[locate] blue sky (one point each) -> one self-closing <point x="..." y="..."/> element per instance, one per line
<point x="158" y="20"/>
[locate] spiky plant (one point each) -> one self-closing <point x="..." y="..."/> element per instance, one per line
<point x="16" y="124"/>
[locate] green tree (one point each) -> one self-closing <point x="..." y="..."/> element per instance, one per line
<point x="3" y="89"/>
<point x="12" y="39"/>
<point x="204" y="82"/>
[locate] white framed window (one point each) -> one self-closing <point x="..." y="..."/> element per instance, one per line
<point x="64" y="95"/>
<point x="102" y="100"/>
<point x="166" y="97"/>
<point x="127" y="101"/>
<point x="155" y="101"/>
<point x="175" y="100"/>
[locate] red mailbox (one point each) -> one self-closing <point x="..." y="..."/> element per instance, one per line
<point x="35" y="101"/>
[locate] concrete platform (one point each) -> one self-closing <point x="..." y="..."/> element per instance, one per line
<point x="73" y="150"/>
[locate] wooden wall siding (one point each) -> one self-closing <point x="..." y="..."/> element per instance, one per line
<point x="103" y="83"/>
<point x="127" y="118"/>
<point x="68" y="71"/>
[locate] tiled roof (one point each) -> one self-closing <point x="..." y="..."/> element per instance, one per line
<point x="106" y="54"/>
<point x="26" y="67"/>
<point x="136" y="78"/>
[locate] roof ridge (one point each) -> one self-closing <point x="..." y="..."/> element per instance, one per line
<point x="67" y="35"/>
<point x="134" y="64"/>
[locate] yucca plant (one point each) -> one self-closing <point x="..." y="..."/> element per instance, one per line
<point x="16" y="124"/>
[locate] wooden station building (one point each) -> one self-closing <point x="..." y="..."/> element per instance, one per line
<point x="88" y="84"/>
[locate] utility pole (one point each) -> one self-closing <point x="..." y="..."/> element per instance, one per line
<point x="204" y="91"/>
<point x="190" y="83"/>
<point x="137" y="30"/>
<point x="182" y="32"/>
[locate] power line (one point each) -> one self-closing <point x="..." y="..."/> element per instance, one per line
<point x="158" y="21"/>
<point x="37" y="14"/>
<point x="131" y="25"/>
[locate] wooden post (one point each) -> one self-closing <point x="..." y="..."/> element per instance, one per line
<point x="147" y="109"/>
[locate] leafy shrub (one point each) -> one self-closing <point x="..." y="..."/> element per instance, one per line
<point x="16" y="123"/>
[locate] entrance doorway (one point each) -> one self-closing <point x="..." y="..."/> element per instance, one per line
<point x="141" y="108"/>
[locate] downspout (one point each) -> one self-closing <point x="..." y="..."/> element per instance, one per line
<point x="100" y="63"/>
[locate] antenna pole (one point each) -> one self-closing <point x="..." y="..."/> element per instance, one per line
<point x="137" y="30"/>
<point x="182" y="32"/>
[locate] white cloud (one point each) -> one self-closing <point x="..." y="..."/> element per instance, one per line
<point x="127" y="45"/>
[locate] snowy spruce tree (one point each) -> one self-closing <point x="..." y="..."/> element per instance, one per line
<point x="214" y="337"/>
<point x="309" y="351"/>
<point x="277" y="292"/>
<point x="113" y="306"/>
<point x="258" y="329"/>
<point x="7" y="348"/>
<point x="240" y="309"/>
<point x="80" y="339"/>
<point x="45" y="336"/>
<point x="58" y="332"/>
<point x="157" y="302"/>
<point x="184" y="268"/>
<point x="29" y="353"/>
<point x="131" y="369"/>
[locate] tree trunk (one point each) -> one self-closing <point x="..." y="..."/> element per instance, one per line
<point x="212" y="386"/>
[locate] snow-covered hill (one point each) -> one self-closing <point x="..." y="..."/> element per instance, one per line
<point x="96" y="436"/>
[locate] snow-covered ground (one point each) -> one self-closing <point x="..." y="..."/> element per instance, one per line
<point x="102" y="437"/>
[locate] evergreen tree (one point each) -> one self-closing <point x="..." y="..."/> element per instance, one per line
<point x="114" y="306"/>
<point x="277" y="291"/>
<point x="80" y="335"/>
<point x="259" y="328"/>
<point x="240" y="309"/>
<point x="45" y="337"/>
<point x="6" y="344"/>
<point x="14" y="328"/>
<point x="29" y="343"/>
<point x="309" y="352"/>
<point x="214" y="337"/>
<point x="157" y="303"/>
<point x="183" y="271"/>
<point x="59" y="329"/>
———
## Goal:
Convert the material, from the line containing "[locate] evergreen tree" through its final line inclusive, into a JSON list of strings with one string per line and blank lines omitted.

## Task response:
[
  "[locate] evergreen tree (one point each) -> one self-closing <point x=\"...\" y=\"...\"/> element per instance, one per line",
  "<point x=\"114\" y=\"306\"/>",
  "<point x=\"277\" y=\"291\"/>",
  "<point x=\"80\" y=\"335\"/>",
  "<point x=\"259\" y=\"328\"/>",
  "<point x=\"240\" y=\"309\"/>",
  "<point x=\"45\" y=\"337\"/>",
  "<point x=\"6\" y=\"344\"/>",
  "<point x=\"14\" y=\"328\"/>",
  "<point x=\"29\" y=\"343\"/>",
  "<point x=\"309\" y=\"352\"/>",
  "<point x=\"214\" y=\"337\"/>",
  "<point x=\"157\" y=\"303\"/>",
  "<point x=\"183\" y=\"271\"/>",
  "<point x=\"59\" y=\"329\"/>"
]